>> Begin Input data

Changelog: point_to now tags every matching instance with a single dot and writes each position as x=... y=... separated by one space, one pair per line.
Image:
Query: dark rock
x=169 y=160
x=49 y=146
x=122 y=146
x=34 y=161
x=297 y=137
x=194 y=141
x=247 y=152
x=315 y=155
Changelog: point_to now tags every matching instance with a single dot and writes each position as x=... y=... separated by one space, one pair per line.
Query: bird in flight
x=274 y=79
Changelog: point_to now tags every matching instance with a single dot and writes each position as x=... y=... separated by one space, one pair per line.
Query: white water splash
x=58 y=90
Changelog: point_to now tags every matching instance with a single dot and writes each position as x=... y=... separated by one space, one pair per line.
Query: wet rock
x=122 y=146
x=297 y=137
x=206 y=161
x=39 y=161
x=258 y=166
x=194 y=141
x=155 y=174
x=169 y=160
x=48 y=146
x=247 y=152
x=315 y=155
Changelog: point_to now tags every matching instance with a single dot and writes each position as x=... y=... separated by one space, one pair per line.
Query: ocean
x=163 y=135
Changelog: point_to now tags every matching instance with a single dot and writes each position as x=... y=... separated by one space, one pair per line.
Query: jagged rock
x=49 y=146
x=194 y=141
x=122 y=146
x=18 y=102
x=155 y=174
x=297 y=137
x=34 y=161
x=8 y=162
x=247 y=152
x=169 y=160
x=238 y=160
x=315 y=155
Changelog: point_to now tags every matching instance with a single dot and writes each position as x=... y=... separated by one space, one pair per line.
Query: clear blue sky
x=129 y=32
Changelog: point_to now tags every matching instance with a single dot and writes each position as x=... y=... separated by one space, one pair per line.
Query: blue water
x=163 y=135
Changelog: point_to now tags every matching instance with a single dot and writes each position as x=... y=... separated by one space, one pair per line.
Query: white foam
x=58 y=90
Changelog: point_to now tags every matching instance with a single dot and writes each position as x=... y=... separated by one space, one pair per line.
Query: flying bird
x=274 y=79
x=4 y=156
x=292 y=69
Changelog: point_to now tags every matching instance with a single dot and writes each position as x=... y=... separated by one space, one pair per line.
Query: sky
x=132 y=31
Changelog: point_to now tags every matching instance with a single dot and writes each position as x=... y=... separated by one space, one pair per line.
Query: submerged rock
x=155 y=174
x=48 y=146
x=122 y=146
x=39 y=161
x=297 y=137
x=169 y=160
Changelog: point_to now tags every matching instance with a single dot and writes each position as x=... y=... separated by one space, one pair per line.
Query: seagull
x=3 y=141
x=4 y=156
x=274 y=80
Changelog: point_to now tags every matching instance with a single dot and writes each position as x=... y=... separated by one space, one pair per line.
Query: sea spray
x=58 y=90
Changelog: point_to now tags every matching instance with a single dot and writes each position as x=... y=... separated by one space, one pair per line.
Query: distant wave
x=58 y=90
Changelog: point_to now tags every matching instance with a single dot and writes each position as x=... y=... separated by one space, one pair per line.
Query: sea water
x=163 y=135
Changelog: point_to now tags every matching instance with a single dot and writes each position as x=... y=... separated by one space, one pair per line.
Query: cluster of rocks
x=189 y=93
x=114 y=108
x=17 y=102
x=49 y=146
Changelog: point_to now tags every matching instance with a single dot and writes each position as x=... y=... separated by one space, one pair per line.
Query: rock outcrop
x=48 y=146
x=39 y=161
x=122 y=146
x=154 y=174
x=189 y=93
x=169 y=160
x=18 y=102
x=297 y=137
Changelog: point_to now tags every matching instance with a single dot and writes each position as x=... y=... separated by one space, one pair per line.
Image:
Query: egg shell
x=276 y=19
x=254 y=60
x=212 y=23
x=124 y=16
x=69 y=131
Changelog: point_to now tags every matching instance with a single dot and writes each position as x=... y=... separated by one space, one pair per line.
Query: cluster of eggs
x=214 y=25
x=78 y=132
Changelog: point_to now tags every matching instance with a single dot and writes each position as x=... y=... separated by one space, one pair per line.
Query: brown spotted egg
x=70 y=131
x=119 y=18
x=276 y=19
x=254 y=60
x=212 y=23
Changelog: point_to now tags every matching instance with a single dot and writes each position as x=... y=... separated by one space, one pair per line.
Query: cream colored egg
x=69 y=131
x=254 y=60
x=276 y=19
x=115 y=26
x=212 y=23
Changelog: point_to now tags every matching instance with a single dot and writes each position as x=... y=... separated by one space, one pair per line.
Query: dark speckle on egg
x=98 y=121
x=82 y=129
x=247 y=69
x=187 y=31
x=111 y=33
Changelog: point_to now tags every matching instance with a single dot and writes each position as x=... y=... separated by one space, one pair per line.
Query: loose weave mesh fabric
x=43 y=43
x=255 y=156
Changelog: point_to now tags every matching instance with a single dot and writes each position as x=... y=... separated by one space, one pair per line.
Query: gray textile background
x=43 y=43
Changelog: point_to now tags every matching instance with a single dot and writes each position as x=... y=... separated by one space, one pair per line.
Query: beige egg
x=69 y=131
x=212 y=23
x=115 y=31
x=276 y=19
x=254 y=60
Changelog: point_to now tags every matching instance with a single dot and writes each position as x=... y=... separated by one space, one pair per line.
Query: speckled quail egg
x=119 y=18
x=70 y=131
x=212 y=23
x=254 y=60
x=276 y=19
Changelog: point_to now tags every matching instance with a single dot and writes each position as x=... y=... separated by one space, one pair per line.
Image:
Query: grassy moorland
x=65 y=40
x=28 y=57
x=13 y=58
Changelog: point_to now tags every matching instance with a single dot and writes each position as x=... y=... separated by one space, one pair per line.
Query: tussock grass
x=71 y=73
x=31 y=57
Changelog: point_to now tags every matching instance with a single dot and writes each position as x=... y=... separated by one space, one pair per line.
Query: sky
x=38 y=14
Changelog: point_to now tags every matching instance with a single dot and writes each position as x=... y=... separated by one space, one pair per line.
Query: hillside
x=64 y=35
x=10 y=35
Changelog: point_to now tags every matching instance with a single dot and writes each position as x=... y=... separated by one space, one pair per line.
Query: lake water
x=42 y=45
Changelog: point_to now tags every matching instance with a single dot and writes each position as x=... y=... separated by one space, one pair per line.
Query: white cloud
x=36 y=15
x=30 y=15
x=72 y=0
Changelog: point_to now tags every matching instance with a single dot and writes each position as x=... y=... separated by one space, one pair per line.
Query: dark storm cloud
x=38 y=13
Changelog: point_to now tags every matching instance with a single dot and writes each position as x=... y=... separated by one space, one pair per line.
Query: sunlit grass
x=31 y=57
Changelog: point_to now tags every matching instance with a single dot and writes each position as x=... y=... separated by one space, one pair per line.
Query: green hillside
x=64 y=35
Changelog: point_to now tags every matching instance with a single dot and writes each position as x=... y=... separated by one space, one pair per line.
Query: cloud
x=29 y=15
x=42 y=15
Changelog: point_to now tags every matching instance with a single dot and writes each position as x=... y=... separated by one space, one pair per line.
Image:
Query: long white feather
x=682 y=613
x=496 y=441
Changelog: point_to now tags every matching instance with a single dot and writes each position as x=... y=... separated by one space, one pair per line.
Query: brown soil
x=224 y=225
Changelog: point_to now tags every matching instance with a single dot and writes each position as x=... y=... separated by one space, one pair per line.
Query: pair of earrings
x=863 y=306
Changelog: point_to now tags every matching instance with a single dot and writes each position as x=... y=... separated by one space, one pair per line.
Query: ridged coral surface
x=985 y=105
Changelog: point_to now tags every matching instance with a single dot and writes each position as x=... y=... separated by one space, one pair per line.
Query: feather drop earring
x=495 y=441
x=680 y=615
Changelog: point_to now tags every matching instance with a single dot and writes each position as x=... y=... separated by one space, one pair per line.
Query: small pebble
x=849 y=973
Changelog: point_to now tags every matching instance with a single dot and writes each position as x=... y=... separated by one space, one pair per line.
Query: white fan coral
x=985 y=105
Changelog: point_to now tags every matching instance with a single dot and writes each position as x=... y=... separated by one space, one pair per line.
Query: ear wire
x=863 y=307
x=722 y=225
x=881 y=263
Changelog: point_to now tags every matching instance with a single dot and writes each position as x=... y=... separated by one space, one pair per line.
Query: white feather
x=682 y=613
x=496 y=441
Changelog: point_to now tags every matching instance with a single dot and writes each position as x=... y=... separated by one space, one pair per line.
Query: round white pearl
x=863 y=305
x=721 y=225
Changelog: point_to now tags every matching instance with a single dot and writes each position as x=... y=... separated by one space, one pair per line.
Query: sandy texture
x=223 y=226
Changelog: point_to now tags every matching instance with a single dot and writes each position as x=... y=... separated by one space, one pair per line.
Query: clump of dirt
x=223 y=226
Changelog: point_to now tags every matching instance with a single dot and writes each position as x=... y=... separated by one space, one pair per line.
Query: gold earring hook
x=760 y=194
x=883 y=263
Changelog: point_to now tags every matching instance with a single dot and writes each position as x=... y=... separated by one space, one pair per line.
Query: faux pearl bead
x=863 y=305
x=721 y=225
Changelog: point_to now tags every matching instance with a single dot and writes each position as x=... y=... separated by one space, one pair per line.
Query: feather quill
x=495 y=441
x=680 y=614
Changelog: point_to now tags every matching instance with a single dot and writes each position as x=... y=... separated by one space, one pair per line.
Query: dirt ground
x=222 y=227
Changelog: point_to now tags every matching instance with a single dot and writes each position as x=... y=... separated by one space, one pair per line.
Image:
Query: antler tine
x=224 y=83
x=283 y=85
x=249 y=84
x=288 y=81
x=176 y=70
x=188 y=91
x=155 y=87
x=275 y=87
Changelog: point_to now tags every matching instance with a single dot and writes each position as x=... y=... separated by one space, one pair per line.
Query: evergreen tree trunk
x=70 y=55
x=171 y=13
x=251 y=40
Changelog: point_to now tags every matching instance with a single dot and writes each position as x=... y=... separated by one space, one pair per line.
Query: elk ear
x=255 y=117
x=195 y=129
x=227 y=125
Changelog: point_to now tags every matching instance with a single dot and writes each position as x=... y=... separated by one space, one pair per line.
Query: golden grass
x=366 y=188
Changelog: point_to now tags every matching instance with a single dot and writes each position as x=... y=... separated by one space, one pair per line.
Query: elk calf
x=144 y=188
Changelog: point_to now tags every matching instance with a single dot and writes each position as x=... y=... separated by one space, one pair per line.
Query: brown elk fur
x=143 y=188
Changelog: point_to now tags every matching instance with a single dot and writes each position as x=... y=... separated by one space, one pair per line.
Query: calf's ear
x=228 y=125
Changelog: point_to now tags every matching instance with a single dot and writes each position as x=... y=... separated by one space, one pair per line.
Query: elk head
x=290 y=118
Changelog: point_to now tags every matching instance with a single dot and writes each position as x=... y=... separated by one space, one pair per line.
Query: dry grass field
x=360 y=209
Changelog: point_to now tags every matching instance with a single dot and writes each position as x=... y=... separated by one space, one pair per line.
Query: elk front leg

>> End Input data

Problem to work on
Count the lines of the material above that contain the string "bird". Reply with that number alone.

Answer to the exercise
2